**TASK PROMPT**
Count how many lines in the data below contain the string "negative", with case counting, and give only that number.
== Segment start ==
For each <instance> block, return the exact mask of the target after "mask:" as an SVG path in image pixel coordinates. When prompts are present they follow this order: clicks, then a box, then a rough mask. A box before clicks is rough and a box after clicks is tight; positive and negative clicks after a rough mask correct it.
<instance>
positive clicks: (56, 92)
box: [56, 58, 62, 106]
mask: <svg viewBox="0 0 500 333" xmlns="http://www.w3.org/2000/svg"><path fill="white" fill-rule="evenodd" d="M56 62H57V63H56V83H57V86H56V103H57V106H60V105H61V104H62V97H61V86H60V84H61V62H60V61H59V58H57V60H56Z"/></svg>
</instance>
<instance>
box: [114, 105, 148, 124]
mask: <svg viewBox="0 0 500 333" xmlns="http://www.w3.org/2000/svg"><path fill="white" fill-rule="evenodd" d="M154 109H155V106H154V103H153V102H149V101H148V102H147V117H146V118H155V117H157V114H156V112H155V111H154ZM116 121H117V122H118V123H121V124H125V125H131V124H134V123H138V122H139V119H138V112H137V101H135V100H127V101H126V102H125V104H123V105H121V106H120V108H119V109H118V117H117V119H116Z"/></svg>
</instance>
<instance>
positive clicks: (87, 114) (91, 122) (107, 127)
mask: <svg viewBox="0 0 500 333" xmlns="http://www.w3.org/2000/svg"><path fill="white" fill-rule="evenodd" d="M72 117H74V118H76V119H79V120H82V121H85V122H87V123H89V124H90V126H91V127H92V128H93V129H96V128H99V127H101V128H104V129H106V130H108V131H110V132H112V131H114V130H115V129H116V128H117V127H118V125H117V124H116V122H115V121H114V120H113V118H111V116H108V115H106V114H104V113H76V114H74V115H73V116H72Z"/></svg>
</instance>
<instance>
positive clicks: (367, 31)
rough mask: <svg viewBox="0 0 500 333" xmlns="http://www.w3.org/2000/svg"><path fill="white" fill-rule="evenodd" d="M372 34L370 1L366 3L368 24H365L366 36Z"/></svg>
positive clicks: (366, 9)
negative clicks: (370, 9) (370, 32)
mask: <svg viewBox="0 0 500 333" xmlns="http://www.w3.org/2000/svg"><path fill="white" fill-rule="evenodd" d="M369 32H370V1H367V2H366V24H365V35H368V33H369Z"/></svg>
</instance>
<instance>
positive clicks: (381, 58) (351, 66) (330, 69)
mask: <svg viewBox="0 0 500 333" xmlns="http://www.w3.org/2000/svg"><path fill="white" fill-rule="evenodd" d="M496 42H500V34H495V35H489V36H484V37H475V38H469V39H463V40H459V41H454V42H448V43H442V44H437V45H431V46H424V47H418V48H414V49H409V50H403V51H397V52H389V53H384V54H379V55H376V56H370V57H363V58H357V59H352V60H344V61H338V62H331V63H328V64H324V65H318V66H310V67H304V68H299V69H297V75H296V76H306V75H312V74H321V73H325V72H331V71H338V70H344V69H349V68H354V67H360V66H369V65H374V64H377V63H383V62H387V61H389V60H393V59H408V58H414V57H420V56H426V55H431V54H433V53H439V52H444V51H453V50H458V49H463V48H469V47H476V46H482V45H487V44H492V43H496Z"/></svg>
== Segment end ==
**ANSWER BOX**
2